# THE TASK:
Exactly the lines from the start of the data below through the line that contains "positive clicks: (257, 295) (237, 308)" are to be copied, with pictures left out.

═════ DATA TO USE

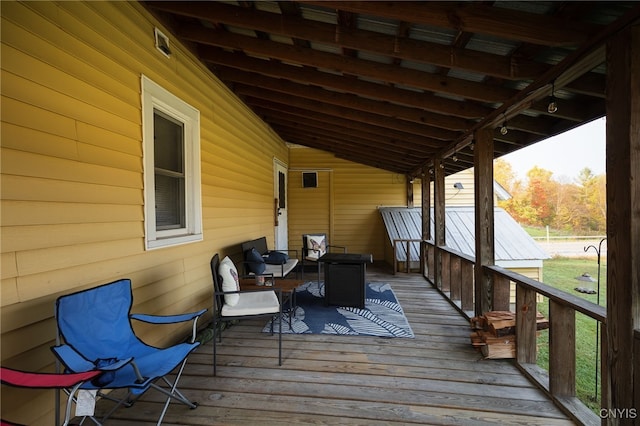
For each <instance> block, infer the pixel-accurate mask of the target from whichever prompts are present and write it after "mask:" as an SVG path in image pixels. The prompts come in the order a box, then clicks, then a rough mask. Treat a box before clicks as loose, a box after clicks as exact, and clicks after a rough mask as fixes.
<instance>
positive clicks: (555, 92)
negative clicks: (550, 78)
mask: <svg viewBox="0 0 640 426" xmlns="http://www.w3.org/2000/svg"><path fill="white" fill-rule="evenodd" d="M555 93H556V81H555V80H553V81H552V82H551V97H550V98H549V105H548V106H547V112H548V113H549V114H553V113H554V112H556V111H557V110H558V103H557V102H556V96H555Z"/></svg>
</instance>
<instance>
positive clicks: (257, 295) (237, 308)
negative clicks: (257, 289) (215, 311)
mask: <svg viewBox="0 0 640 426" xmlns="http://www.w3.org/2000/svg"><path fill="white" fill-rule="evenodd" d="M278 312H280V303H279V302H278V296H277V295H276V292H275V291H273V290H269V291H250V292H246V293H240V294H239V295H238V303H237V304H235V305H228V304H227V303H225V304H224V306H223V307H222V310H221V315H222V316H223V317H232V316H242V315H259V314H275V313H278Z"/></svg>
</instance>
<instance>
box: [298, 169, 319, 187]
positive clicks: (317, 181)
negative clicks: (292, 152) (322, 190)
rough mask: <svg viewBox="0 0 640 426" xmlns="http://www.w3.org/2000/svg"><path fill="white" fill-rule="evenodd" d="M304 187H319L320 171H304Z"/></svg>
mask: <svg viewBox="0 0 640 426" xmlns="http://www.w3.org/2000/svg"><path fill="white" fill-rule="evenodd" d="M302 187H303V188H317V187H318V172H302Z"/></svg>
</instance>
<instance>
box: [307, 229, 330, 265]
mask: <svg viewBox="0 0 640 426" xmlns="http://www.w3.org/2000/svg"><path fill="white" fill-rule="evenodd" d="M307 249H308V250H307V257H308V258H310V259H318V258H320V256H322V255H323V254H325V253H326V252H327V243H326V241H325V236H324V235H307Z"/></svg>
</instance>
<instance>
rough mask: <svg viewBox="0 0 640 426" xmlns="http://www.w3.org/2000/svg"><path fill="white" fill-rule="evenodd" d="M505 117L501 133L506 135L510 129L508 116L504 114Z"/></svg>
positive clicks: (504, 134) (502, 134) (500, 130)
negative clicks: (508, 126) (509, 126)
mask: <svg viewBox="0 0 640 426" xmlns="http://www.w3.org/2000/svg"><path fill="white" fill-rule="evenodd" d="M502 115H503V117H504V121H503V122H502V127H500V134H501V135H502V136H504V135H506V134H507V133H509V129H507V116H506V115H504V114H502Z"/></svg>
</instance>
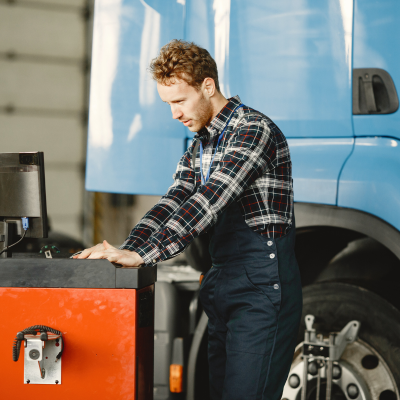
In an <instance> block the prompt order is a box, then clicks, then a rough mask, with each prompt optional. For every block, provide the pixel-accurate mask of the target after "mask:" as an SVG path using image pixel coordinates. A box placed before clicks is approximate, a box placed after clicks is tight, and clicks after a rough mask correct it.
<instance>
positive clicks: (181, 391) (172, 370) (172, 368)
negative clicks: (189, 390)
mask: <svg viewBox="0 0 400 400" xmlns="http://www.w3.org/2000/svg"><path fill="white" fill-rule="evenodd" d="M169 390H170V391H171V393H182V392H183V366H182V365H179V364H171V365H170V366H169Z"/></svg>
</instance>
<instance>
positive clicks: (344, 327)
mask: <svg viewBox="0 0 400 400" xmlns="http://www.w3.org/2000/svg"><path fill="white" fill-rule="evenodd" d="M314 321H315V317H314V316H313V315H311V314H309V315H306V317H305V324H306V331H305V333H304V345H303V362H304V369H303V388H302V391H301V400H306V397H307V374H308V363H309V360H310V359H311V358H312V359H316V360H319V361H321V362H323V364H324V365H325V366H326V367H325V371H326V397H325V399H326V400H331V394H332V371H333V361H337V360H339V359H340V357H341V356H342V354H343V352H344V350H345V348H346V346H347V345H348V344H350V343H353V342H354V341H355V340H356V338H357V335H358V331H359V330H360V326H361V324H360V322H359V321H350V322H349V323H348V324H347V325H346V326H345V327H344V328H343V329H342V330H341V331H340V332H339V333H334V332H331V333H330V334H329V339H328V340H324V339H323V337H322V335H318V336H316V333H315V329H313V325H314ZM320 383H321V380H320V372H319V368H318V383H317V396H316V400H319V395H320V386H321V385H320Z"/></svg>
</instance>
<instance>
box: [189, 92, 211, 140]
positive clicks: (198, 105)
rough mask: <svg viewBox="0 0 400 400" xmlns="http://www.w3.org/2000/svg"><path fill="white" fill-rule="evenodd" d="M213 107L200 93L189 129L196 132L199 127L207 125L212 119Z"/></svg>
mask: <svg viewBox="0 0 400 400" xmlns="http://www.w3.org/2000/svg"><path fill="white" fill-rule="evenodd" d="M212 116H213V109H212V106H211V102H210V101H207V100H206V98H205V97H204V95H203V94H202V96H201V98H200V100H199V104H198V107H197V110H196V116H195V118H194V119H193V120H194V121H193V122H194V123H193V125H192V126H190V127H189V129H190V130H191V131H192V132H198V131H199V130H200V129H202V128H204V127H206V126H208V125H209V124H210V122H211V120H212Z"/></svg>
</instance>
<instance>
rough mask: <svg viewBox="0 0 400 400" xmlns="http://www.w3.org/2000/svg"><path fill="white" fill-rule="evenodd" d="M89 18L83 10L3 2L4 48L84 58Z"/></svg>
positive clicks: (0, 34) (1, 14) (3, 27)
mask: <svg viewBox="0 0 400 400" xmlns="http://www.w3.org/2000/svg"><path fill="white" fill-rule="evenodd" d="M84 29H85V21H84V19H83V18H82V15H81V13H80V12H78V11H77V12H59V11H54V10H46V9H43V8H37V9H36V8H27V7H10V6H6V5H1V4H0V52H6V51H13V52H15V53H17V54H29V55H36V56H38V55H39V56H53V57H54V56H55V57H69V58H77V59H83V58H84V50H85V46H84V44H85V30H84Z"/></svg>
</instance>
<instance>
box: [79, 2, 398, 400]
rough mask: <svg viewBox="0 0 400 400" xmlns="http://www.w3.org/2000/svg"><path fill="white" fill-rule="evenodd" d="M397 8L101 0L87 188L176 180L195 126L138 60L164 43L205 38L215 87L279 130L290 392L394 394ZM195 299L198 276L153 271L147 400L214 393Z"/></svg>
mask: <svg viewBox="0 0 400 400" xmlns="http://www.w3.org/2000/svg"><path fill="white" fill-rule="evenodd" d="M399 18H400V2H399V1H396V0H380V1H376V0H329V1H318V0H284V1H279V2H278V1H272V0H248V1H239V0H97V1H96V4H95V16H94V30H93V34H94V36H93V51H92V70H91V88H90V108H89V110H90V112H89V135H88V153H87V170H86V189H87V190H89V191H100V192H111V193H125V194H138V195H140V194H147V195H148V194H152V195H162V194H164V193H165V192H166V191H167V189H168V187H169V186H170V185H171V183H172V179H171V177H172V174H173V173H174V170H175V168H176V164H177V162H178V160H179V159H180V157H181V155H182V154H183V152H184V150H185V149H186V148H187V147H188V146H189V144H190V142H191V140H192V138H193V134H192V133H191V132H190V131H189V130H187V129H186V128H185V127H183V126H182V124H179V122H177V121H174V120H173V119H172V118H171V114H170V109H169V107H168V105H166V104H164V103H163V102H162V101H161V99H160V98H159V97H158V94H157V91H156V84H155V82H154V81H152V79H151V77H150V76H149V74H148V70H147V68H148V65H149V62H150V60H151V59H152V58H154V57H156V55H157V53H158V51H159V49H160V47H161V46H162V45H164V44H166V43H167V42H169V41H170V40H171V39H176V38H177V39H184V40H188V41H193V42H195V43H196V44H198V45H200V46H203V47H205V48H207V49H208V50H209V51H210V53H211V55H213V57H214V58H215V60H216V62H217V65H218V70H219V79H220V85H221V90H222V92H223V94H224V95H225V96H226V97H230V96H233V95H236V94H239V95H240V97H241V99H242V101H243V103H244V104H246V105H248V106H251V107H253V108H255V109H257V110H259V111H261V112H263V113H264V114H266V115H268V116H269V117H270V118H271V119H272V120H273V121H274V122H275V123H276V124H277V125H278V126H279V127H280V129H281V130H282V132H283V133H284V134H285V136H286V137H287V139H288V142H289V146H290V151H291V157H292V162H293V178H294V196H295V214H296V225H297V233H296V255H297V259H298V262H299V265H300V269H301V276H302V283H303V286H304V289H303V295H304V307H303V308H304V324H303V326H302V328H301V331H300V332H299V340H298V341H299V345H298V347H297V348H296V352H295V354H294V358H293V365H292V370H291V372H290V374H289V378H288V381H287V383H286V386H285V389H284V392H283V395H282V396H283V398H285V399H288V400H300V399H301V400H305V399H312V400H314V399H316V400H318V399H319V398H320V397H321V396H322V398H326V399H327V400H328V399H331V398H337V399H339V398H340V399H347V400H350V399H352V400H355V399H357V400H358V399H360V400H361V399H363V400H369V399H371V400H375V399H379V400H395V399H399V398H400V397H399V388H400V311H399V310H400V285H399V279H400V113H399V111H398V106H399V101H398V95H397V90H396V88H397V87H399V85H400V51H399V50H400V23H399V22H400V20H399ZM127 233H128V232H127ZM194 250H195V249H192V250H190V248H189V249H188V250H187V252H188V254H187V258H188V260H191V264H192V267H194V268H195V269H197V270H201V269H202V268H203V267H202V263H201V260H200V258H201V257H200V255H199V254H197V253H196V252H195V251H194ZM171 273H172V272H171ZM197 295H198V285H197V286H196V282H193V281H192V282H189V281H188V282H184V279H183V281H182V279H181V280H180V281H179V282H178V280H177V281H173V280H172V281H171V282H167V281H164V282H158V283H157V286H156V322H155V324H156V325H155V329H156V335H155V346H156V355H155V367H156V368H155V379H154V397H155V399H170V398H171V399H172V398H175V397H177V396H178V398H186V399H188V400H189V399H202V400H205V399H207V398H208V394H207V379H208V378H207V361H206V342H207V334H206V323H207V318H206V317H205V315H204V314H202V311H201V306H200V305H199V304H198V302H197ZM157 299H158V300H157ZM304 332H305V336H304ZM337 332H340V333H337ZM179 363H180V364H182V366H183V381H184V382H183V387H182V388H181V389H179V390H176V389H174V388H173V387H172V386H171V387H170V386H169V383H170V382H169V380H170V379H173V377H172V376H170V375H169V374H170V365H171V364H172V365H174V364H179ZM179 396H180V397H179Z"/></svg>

══════════

# EXERCISE ANSWER:
For each <instance> block, infer the pixel-accurate mask of the target from whichever prompts are present and write it after "mask:" as an SVG path in image pixels. The prompts come in the order a box, then clicks, then a rough mask. Treat a box before clicks as loose, a box after clicks as exact, and clicks after a rough mask as fixes.
<instance>
positive clicks: (555, 92)
negative clicks: (550, 78)
mask: <svg viewBox="0 0 640 426" xmlns="http://www.w3.org/2000/svg"><path fill="white" fill-rule="evenodd" d="M555 93H556V81H555V80H553V81H552V82H551V97H550V98H549V105H548V106H547V112H548V113H549V114H553V113H554V112H556V111H557V110H558V103H557V102H556V96H555Z"/></svg>
</instance>
<instance>
positive clicks: (257, 295) (237, 308)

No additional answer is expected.